● **GIVEN TEXT**
New York Yankees Flashback: A Slammer, a Hammer, Goose and the Splinter

New York Yankees
Share on facebook
Share on twitter
Share on reddit

The inside-the-park homer, a grand slam, that New York Yankees’  Lou Gehrig hit on July 5, 1934, was the big blow in the Yanks’ 8-3 win over the Senators. It was the 17th of the Iron Horse’s career-record 23 grand slams, a record that would not be matched for more than 70 years.

A sinking batting average and hobbled play on a deteriorating knee in need of surgery eventually sapped much of the good from Hideki Matsui‘s 2007 season, but his July AL Player of the Month Award was well earned.

A Yankees victory:

Homering for the second straight day, his two-run tape-measure shot off Minnesota setup man Pat Neshek in the eighth inning lifted the Yanks to a 7-6 victory, on July 5. Staked to an early 5-2 lead, Kei Igawa failed to make a quality start yet again, and four relievers carried the home team to victory.

● **REQUIRED ACTIONS**
1. Retype the part of the Yankees flashback that opens with the words "New York Yankees Flashback: A" and closes with "was well earned.".
2. Continue the Yankees flashback from its final sentence onward.
The listing after this point is not needed for any of the work.

● **DATA SUPPLIED**

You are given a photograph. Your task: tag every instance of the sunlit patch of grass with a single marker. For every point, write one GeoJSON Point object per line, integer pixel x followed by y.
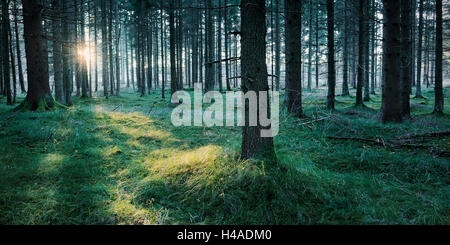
{"type": "Point", "coordinates": [121, 161]}
{"type": "Point", "coordinates": [182, 162]}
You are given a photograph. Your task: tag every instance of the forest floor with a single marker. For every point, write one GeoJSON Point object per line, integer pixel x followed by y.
{"type": "Point", "coordinates": [120, 161]}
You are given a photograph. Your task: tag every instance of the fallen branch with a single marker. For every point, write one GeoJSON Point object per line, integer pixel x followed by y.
{"type": "Point", "coordinates": [380, 142]}
{"type": "Point", "coordinates": [429, 134]}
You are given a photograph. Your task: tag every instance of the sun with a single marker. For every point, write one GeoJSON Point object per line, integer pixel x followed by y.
{"type": "Point", "coordinates": [85, 54]}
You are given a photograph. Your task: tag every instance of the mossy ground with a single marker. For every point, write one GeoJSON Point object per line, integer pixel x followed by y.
{"type": "Point", "coordinates": [120, 161]}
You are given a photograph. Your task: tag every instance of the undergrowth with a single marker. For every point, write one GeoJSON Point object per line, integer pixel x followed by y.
{"type": "Point", "coordinates": [120, 161]}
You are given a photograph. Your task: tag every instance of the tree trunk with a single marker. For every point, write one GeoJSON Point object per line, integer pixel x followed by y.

● **RESPONSES**
1.
New York Yankees Flashback: A Slammer, a Hammer, Goose and the Splinter

New York Yankees
Share on facebook
Share on twitter
Share on reddit

The inside-the-park homer, a grand slam, that New York Yankees’  Lou Gehrig hit on July 5, 1934, was the big blow in the Yanks’ 8-3 win over the Senators. It was the 17th of the Iron Horse’s career-record 23 grand slams, a record that would not be matched for more than 70 years.

A sinking batting average and hobbled play on a deteriorating knee in need of surgery eventually sapped much of the good from Hideki Matsui‘s 2007 season, but his July AL Player of the Month Award was well earned.

2.
The cream of the crop of good Yankee players born July 5 are mound men Jack Quinn (1883) and Rich “Goose” Gossage (1951). Knuckleballer Quinn went 81-65 over two New York AL stints that spanned seven years. He pitched until he was almost 50 years old, and won 247 and lost 218, all told.

The King of Intimidation, reliever Gossage (1951) saved 151 games for the Bronx Bombers. His career total of 310 is truly amazing when you consider that he won 124 as well. The Veterans Committee finally righted a wrong, and inducted Goose into the Hall of Fame in 2007.

Hall of Fame lefty-hitting outfielder Ted Williams (2002) is easily the most famous ballplayer to die July 5. Playing exclusively with the Red Sox from 1939-1942 and 1946-1960, the Splendid Splitter hit 521 home runs and knocked in 1,839 runs.